▶ _Stated exercise_:
Pick up the write-up on type-checking lambda and set! in Scheme right after its last line, and carry it on.

I think I assumed the type of a lambda would be trickier, but it’s not. It’s really the only place in the code where the types need to be declared, and hopefully that will change with type inference, and polymorphic types.

Given we require that the function parameters are typed, and the return type is given, we just assume the programmer knows what they’re doing, and ship it. I don’t see why walking the tree wouldn’t work to ensure consistency, but I believe in trust. I want to believe in trust.

(define (type-of-lambda x env)
  (let ((targs (map cadr (cadr x)))
        (return (caddr x)))
    (list '-> targs return)))

OK, but seriously. The assuming the lambda’s parameters are given correctly, we can at least check that they are consistent and that the declared return type is consistent as well:

(define (type-of-lambda x env)
  (let* ((frame (map (lambda (p)
                      (cons (car p)
                            (cadr p)))
                    (cadr x)))
         (return (caddr x))
         (nenv (env-extend env frame)))
    (let loop ((exps (cdddr x))
               (result 'void))
      (if (null? exp)
          (if (equal? result return)
              (list '-> (map cadr (cadr x)) result)
              ;; in reality, we'll probably never see this error
              ;; message since an application will fail, or otherwise
              ;; before we do.
              (error (with-output-to-string
                       (lambda ()
                         (display "type check failed in lambda: ")
                         (display "mismatched returns. declared: ")
                         (display return)
                         (display " actual: ")
                         (display result)))))
          (loop (cdr exps)
                (type-of (car exps) nenv))))))

When we build the returned type (list '-> (map cadr (cadr x)) result), notice that we’re taking the declared types of the functions parameters, as we assumed in the previous definition of type-of-lambda. That’s fine, now. We’ve checked to ensure they’re consistent with the body.

The type of set! is actually quite interesting. If, given our current frame, we can see this variable, we’re forcing it to be the same type. If the variable is new, set! will modify the environment updating the “type binding” with the type of the expression we’re using for the value.

(define (type-of-set! x env)
  (let ((exists (env-find env (cadr x)))
        (te (type-of (caddr x) env)))
    (if (null? exists)
        (begin
          (env-set! env (cadr x) te)
          te)
        (if (equal? te (cdr exists))

▶ _Rows_:
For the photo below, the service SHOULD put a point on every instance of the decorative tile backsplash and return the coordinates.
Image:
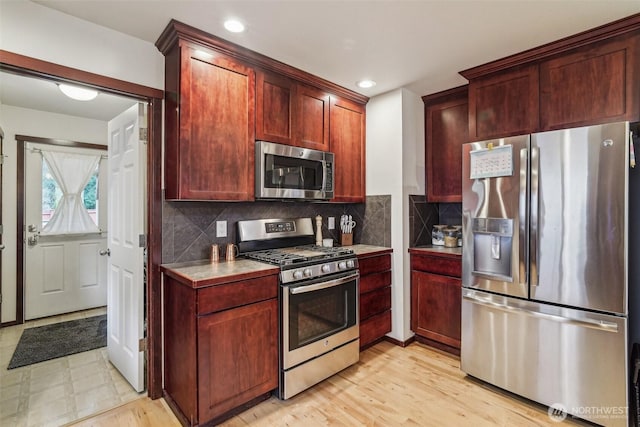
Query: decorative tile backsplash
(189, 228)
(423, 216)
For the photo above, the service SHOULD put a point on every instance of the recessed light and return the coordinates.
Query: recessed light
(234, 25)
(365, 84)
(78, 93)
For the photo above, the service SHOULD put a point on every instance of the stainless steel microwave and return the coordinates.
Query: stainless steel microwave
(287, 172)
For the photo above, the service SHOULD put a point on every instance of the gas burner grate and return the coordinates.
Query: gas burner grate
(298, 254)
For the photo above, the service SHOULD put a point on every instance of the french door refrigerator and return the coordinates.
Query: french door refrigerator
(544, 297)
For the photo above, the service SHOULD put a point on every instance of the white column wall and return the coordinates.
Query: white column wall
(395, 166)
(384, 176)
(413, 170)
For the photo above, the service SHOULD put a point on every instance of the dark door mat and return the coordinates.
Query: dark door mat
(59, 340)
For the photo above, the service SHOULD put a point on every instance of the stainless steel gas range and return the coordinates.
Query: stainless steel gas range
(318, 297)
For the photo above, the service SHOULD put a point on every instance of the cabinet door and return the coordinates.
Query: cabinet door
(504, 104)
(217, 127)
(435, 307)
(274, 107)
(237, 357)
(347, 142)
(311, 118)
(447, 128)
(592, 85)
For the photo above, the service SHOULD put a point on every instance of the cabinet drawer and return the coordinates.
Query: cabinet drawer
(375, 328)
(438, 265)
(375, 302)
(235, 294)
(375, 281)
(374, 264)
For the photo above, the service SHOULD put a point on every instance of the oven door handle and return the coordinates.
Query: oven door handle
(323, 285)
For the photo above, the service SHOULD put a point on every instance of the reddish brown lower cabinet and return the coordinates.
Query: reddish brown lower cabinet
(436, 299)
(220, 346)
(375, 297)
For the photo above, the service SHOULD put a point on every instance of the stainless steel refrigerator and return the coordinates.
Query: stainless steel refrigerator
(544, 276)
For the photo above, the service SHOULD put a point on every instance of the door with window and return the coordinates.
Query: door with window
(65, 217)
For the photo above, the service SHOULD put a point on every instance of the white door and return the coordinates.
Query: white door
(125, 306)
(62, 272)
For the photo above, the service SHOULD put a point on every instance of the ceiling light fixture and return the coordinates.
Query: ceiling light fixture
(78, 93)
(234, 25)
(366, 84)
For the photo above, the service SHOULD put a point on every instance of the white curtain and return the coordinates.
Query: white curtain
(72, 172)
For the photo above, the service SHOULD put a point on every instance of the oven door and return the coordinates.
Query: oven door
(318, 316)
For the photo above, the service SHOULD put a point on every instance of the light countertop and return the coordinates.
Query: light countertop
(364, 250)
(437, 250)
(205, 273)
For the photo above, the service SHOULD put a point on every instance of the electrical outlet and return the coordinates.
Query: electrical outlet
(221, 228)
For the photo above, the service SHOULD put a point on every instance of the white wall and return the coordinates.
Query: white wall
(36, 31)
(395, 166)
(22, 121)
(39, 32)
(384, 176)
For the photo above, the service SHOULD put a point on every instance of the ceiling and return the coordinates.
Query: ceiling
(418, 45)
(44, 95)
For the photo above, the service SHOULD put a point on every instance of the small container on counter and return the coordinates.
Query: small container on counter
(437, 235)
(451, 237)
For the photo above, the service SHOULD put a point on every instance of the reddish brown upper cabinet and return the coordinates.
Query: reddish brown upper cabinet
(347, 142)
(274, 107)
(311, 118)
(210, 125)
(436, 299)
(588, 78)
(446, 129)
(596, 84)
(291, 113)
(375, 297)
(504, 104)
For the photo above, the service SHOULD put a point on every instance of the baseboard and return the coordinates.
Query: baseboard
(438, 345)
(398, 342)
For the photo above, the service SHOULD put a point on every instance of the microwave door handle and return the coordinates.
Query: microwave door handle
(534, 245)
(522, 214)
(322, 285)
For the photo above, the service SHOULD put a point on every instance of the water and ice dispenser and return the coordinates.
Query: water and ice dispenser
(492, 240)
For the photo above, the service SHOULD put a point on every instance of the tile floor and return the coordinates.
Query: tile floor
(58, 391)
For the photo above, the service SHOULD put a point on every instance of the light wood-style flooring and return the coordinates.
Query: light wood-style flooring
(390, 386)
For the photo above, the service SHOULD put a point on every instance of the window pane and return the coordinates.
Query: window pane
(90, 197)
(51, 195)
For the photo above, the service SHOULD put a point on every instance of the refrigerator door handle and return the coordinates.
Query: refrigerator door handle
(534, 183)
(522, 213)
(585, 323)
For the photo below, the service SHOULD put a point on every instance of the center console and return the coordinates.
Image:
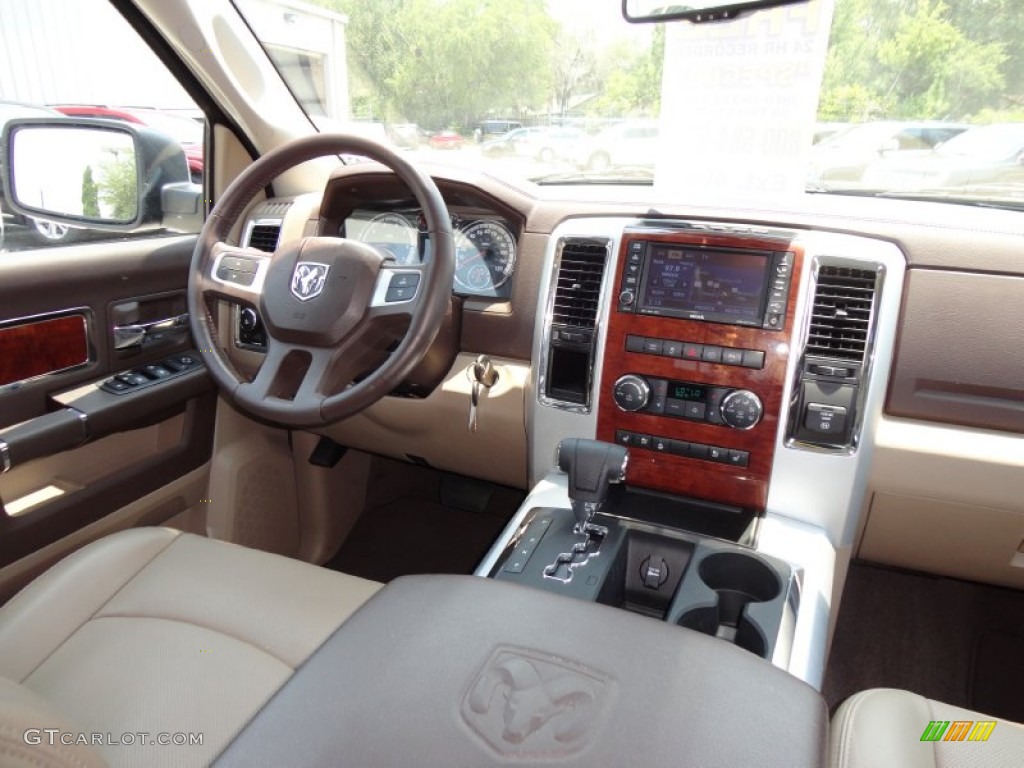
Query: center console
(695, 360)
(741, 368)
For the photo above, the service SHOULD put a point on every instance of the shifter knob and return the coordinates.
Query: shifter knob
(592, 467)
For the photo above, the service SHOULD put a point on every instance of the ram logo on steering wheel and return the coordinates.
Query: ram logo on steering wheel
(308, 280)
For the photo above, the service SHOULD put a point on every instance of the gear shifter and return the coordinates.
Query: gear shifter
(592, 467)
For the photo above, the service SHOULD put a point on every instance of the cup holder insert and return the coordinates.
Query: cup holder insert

▶ _Exercise output_:
            te
            (error (with-output-to-string
                     (lambda ()
                       (display "type check failed in set!. type is: ")
                       (display (cdr exists))
                       (display " got: ")
                       (display te))))))))

Given we’ve trusted the programmer to ensure that lambda functions are typed correctly, and then verified their work, we’re just going to double check that the call’s arguments are consistent with the function being called. We call type-of on each expression, and then validate that the lambda’s type matches the application’s type. We can do this because we’ve checked the lambda’s return type is OK.

(define (type-of-app x env)
  (let ((fun (type-of (car x) env))
        (args (map (lambda (x)
                     (type-of x env))
                   (cdr x))))
    (if (and (pair? fun)
             (eq? (car fun) '->))
        (if (equal? (cadr fun) args)
            (caddr fun)
            (error (with-output-to-string
                     (lambda ()
                       (display "type check failed at application: applying: ")
                       (display fun)
                       (display " to: ")
                       (display args)))))
        (error "can't apply non-function: " fun))))

Yawn. This is what we’ve been waiting for and it turns out that the important bits are up above. No wait. The point was to show that this is pretty simple. If you understand the classic metacircular evaluator, then you understand “my first static type checker.” Congratulations.

(define (type-of x env)
  (cond
   ((boolean? x) 'bool)
   ((integer? x) 'int)
   ((procedure? x) 'procedure)
   ((symbol? x) (env-lookup env x))
   ((if? x) (type-of-if x env))
   ((set!? x) (type-of-set! x env))
   ((lambda? x) (type-of-lambda x env))
   ((pair? x) (type-of-app x env))
   (else (error "unknown form:" x))))

Our little language doesn’t have a ton of builtins, but does have enough to illustrate everything.

(define initial-type-env
  (env-extend
   (empty-env)
   `((+ . (-> (int int) int))
     (- . (-> (int int) int))
     (* . (-> (int int) int))
     (/ . (-> (int int) int))
     (< . (-> (int int) bool))
     (> . (-> (int int) bool))
     (<= . (-> (int int) bool))
     (>= . (-> (int int) bool))
     (= . (-> (int int) bool))
     (not . (-> (bool) bool)))))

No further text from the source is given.